====== TEXT EXTRACT
Ghost Troop Home Page    April Fools Part 4

 

December 31, Happy Birthday to Barbara Phillips, Wall Street Journal

Yo Barb(ie)!  Happy Birthday!!!  Hey, just tugging affectionately with the Barbie bit, but it seems like I remember you writing something reflective enough for me and mindless enough for your Wall Street readers at the same time based on Barbie’s twenty-fifth birthday.  That’s some accomplishment, darlin’, and that’s why I’m writing you, today ‘cause I only consort with the best when I have my way about it!

Hey, you remember when Major Daniels and I came to visit you in New York while were in town for Geraldo to smack the hell out of the Army generals for condoning institutional sexual harassment?  (Yeah, I know, things are still the same)  I remember that you said you’d take us down to a real deli for dinner...  I asked you where your car was and you said you didn’t know how to drive!  Shucks, you were the first person my age (older by a week!) I’d met since I was twenty who didn’t know how to drive!  Strange breed, you New York girls, kinda sui generic – and I like that.  Anyhow, we took the subway to the deli I tried to show off for you by bragging that I could break a brick with either hand (when the truth is that back then I could only do it with my right hand) and worse, by talking Spanish to the Mexican gal who was waiting on us for a couple of minutes.  Yep, it was impressive, especially when it turned out that the gal serving the pastrami was Punjabi or some such thing!  Heck, I learned a lesson about New York diversity that will never leave me:  When you’re in the Big Apple, you don’t know which word is a food and which word is a nationality!  [Editor’s emphasis, in all cases]

I guess I’m just simple, but you told me I was cute once – I remember it if you don’t.  Yep, you’ve said it before when you were going off to be bored with some dumbass Yankee boyfriend some weekend when I called from Texas, and I told you I’d ride up there and smack him one and take you out on the town myself, but you said that was bad manners and mama taught me not to argue with a lady, Miss Phillips.  Must have been five or six years ago…  I always think of you New Years Eve, Barb.  You’re lucky your birthday isn’t January 9th like Richard Nixon and me!
============
====== PROVIDED INFORMATION
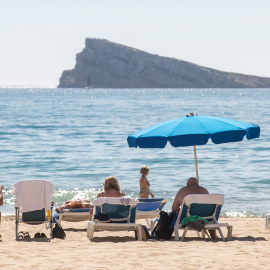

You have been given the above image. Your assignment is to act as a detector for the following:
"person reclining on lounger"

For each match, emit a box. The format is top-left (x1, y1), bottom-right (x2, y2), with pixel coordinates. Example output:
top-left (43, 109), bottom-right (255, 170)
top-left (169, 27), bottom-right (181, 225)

top-left (89, 176), bottom-right (126, 215)
top-left (172, 177), bottom-right (216, 238)
top-left (55, 199), bottom-right (93, 213)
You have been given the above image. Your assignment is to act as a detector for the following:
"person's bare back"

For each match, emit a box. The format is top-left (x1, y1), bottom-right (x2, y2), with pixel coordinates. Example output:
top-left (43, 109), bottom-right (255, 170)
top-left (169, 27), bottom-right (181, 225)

top-left (172, 177), bottom-right (209, 213)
============
▶ **PROBLEMS TO SOLVE**
**1)** Translate this sentence from the birthday letter to Barbara Phillips into Spanish: "I always think of you New Years Eve, Barb."
**2)** Continue the birthday letter to Barbara Phillips from the point where it stops.

▶ **IN RESPONSE**
**1)** Siempre pienso en ti en Nochevieja, Barb.

**2)**
You know, I think I’ve got me a pretty good story going in April Fools, Captain May, the collection of my writings since April 1, 2003 (it’s a bit over six hundred pages – but that’s draft form, mind you)  I’m thinking about the subtitle a weapon of mass deductionwhaddaya think?

It all started out with me crying on my living room floor April 4th (US date) because I knew the boys were catching hell in Baghdad, and the 3/7 Cavalry was getting killed at the airport.  I wished I was there to save my comrades – that’s what made me volunteer for Desert Storm, after all, and it’s natural for Army officers; in the pit of my stomach though, I was glad as hell that I wasn’t.  I’ll bet you that every man at the airport that night wishes he had been where I was, too!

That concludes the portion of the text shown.